**WORK TASK**
Would you copy out, exactly as written, each line from the one containing "Task: locate the glass" to the end of the records below?

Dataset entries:
━━━━━━━━
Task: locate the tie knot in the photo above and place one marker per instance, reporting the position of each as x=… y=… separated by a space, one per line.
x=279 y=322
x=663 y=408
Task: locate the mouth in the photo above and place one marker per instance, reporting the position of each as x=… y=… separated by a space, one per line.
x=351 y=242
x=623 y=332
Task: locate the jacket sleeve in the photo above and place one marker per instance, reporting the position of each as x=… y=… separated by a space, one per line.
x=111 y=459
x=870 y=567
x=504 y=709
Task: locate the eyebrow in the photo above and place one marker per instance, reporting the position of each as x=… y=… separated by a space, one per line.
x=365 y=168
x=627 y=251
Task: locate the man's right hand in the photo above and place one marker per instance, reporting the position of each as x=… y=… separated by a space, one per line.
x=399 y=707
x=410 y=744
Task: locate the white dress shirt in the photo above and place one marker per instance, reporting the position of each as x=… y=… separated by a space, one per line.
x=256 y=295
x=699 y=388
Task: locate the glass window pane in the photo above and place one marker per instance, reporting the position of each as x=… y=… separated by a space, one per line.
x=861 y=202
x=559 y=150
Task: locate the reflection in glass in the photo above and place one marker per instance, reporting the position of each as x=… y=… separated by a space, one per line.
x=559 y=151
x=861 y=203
━━━━━━━━
**EXPECTED ANSWER**
Task: locate the glass window pane in the photo above and place one marker per instance, reporting the position of each as x=… y=… separated by a space, one per line.
x=861 y=202
x=559 y=150
Task: locate the reflection in glass in the photo above and place one marker per instance, reporting the position of each as x=… y=… separated by a space, one per line.
x=559 y=151
x=861 y=203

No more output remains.